▶ [TASK DIRECTIONS]:
Print every entry exactly as written.

┄┄┄┄┄┄┄┄┄┄

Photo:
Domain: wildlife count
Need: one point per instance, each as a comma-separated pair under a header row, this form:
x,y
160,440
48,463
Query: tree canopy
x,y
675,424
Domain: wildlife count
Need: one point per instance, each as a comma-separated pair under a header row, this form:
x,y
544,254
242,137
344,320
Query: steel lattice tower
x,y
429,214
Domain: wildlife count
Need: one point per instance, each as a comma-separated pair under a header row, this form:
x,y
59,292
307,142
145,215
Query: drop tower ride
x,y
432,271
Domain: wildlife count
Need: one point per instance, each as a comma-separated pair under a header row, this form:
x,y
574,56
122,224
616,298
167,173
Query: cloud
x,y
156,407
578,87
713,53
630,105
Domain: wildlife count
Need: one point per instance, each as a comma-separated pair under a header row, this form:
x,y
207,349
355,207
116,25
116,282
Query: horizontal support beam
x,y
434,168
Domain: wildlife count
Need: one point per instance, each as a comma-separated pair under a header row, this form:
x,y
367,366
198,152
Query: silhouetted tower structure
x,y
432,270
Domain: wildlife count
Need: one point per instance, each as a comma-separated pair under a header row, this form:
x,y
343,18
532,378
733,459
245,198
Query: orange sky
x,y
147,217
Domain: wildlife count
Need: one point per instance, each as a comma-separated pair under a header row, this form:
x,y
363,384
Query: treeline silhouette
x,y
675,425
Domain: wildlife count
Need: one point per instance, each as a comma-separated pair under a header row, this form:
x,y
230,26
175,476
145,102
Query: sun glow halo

┄┄┄┄┄┄┄┄┄┄

▶ [REPLY TO THE EXERCISE]:
Photo:
Domain: wildlife count
Need: one point per instance, each as a comma-separated pair under a header row, this form:
x,y
160,440
48,463
Query: tree canopy
x,y
675,424
Domain: wildlife count
Need: one point per instance, each as a comma-separated pair under a header row, this form:
x,y
544,254
242,137
344,320
Query: steel lattice tower
x,y
429,214
Domain: wildlife count
Need: one point per instance, each as a comma-separated pair under a header row, this form:
x,y
59,292
307,142
145,215
Query: drop tower ride
x,y
432,271
Domain: wildlife count
Need: one point per instance, each as a comma-separated pair under a header row, this form:
x,y
574,56
122,224
616,298
167,173
Query: cloud
x,y
156,407
578,87
713,53
630,105
Domain: wildlife count
Need: one point per instance, each as a comma-separated pair under a header row, this form:
x,y
207,349
355,207
116,25
116,282
Query: horizontal support beam
x,y
434,168
Domain: wildlife count
Need: one point per instance, each as a comma-separated pair under a header row, this form:
x,y
367,366
198,152
Query: silhouetted tower structure
x,y
432,270
Domain: wildlife count
Need: one point per instance, each as a comma-separated pair under a header row, this form:
x,y
343,18
532,378
733,459
245,198
Query: orange sky
x,y
147,217
Domain: wildlife count
Need: one point per instance, each as a comma-separated pair under a header row, this form:
x,y
363,384
Query: treeline silhouette
x,y
675,425
Domain: wildlife count
Need: one point per instance, each as a comma-separated pair under a header row, this form:
x,y
230,26
175,476
145,102
Query: sun glow halo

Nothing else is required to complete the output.